§ **Your instructions**:
Scan the data for "draw" and copy the lines it appears in.

Saved entries:
=== Begin Enclosure ===

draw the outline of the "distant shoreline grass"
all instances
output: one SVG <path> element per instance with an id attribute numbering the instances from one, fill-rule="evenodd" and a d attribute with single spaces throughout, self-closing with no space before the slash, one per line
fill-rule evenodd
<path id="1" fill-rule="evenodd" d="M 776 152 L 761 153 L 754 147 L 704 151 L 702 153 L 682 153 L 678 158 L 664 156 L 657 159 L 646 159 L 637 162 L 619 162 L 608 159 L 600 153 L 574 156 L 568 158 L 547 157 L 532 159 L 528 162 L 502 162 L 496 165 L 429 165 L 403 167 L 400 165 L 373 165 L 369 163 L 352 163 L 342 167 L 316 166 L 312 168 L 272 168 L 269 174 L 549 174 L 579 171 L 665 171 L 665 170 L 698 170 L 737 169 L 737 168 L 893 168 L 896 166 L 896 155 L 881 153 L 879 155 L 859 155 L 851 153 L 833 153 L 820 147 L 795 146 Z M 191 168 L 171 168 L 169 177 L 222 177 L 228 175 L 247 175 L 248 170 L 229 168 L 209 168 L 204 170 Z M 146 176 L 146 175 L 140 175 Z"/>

=== End Enclosure ===
=== Begin Enclosure ===

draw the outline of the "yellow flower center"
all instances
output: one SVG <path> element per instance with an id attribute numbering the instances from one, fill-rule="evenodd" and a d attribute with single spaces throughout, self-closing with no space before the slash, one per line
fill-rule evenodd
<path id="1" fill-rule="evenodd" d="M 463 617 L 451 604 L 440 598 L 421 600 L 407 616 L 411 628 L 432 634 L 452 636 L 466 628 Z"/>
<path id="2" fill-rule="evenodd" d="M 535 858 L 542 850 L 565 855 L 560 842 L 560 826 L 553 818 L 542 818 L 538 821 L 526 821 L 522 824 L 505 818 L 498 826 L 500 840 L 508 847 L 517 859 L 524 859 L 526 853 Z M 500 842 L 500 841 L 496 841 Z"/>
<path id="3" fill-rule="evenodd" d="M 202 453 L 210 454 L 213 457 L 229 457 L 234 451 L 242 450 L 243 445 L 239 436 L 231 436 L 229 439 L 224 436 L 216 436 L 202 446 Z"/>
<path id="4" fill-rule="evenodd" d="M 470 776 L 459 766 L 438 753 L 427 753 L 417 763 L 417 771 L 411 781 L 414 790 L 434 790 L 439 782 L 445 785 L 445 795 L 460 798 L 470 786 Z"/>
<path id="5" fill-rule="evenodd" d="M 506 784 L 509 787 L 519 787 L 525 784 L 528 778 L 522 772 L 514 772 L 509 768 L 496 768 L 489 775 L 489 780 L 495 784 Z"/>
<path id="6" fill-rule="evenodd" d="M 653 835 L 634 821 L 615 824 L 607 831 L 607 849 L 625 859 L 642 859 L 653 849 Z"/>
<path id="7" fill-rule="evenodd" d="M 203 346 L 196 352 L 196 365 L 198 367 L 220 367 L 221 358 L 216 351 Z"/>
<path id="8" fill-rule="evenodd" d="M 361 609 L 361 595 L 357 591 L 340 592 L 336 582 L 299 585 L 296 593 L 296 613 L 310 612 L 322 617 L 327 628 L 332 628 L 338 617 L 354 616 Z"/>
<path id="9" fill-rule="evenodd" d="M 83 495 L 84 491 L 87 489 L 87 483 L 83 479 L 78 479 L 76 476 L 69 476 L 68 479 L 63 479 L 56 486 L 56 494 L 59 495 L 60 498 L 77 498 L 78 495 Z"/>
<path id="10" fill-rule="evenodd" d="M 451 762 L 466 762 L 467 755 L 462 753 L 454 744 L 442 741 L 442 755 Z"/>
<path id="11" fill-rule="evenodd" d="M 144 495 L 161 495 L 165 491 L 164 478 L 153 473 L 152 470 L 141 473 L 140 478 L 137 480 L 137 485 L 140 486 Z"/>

=== End Enclosure ===

§ **Solution to this problem**:
draw the outline of the "distant shoreline grass"
draw the outline of the "yellow flower center"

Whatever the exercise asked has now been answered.